Text passage:
------------------------------------------------
What do Alevis want?


Date posted: December 16, 2013

SEVGİ AKARÇEŞME

Greeks, Jews and Armenians are considered the only religious minorities in Turkey. However, Alevis have been traditionally considering themselves a minority because their interpretation of Islam differs from the state’s understanding.

There is no definition of Alevism that Alevis themselves have agreed upon. In very general terms, it is summarized as loving Ali, the son-in-law of Prophet Muhammad. The differences between Alevis and Sunnis are not openly discussed, but mutual prejudices are prevalent. For a not insignificant number of Sunnis, Alevism is an aberrant form of Islam.

Recently, Alevi problems have come to the agenda following the Gezi events. All five of the young protesters who died during the protests turned out to be Alevi. A police report argued that an overwhelming majority of protesters were Alevis. Rightfully, such a report led to concerns of discrimination among Alevis since the state is notorious for illegally profiling its citizens. Alevi opinion leaders admit high degree of Alevi involvement in the Gezi protests on the grounds that Alevis have long lasting problems of discrimination and an accumulation of frustration.
------------------------------------------------
Data lines:
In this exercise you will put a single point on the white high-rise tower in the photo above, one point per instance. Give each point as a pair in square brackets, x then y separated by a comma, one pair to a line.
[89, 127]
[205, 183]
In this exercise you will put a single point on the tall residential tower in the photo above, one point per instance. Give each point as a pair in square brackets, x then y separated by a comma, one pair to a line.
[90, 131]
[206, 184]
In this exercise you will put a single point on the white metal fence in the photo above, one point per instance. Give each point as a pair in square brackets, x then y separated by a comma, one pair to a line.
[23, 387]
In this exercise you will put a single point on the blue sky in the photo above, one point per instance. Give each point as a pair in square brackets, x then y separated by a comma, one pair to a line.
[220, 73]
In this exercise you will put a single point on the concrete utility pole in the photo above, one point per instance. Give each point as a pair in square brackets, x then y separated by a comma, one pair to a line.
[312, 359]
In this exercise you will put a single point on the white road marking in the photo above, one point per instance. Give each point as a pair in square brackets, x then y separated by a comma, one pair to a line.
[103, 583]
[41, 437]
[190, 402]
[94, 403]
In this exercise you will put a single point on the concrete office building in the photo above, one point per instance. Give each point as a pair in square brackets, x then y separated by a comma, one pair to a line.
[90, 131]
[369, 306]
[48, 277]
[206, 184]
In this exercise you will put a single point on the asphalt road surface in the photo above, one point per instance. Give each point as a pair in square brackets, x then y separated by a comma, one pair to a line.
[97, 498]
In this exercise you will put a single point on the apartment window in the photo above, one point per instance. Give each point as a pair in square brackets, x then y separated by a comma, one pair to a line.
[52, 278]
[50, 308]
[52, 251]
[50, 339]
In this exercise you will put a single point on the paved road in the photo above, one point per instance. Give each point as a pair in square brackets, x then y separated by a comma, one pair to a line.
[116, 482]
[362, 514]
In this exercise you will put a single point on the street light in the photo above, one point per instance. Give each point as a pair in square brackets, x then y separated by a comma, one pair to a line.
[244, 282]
------------------------------------------------
Actions to take:
1. Answer these questions using the piece on Alevis:
(a) Which groups are considered the only religious minorities in Turkey?
(b) In very general terms, how is Alevism summarized?
(c) How many of the young protesters who died during the Gezi protests turned out to be Alevi?
2. Extend the piece on Alevis, picking up right after its final sentence.
The material above comes from a separate source and has no connection to the piece on Alevis.

Responses in order:
1.
(a) Greeks, Jews and Armenians.
(b) As loving Ali, the son-in-law of Prophet Muhammad.
(c) All five.

2.
Alevis have held historical resentments since the 16th century when they were subject to mass killings during the Sunni Ottoman and Shia Safavid state. As a result, the sultans of the era, Suleiman the Magnificent and particularly Yavuz (Selim I) have become figures of hatred in the collective memory of the Alevis. The massacres of Alevis during the modern Turkish Republic only added to their mistrust of the Sunni majority and their disappointment with the secular state which failed to deliver Alevis their expectations. During the Justice and Development Party (AK Party) governments, Alevis have become even more frustrated, especially after people booed when Prime Minister Recep Tayyip Erdoğan said in a rally that main opposition leader Kemal Kılıçdaroğlu is Alevi. They were further offended by the decision to name the third bridge on the Bosporus after Yavuz. Most recently some in the media called Gezi an Alevi uprising, which bothered many Alevis.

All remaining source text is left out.